Complete the following:
1. In the abstract on light-curing units, condense the paragraph beginning "The aim of this study" into a bulleted list that keeps its main facts.
2. According to the abstract on light-curing units, what static load and duration were used for the microhardness measurements?

Source text:
## BEGIN
Abstract
The aim of this study was to evaluate the influence of different light-curing units on the tensile bond strength and microhardness of a composite resin (Filtek Z250 – 3M/ESPE). Conventional halogen (Curing Light 2500 – 3M/ESPE; CL) and two blue light emitting diode curing units (Ultraled – Dabi/Atlante; UL; Ultrablue IS – DMC; UB3 and UB6) were selected for this study. Different light intensities (670, 130, 300, and 600 mW/cm2, respectively) and different curing times (20s, 40s and 60s) were evaluated. Knoop microhardness test was performed in the area corresponding to the fractured region of the specimen. A total of 12 groups (n=10) were established and the specimens were prepared using a stainless steel mold composed by two similar parts that contained a cone-shaped hole with two diameters (8.0 mm and 5.0 mm) and thickness of 1.0 mm. Next, the specimens were loaded in tensile strength until fracture in a universal testing machine at a crosshead speed of 0.5 mm/min and a 50 kg load cell. For the microhardness test, the same matrix was used to fabricate the specimens (12 groups; n=5). Microhardness was determined on the surfaces that were not exposed to the light source, using a Shimadzu HMV-2 Microhardness Tester at a static load of 50 g for 30 seconds. Data were analyzed statistically by two-way ANOVA and Tukey's test (p<0.05). Regarding the individual performance of the light-curing units, there was similarity in tensile strength with 20-s and 40-s exposure times and higher tensile strength when a 60-s light-activation time was used. Regarding microhardness, the halogen lamp had higher results when compared to the LED units. For all light-curing units, the variation of light-exposure time did not affect composite microhardness. However, lower irradiances needed longer light-activation times to produce similar effect as that obtained with high-irradiance light-curing sources.
## END
Data supplied:
## BEGIN
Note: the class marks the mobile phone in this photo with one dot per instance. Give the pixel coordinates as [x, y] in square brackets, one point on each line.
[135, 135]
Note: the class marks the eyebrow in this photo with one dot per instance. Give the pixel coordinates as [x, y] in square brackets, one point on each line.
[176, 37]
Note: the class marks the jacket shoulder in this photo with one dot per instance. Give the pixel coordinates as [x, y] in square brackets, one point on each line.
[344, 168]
## END
## BEGIN
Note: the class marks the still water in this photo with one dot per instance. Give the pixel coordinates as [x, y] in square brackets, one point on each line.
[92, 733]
## END
Correct answers:
1.
- Aim: evaluate how different light-curing units affect the tensile bond strength and microhardness of the composite resin Filtek Z250 (3M/ESPE).
- Units: a conventional halogen unit (Curing Light 2500, 670 mW/cm2) and two blue LED units (Ultraled at 130 mW/cm2, and Ultrablue IS at 300 and 600 mW/cm2).
- Curing times: 20 s, 40 s and 60 s.
- Tensile test: 12 groups (n=10) were made in a two-part stainless steel mold with a cone-shaped hole (8.0 mm and 5.0 mm diameters, 1.0 mm thick). They were loaded to fracture in a universal testing machine at 0.5 mm/min with a 50 kg load cell.
- Microhardness test: 12 groups (n=5) were made in the same matrix. Knoop hardness was measured on the unexposed surfaces with a Shimadzu HMV-2 tester at 50 g for 30 seconds.
- Statistics: two-way ANOVA and Tukey's test (p<0.05).
- Tensile results: 20-s and 40-s exposures gave similar tensile strength, and 60 s gave higher tensile strength.
- Microhardness results: the halogen lamp scored higher than the LED units, and exposure time did not affect microhardness for any unit.
- Conclusion: lower irradiances needed longer activation times to match the effect of high-irradiance sources.

2. A static load of 50 g for 30 seconds.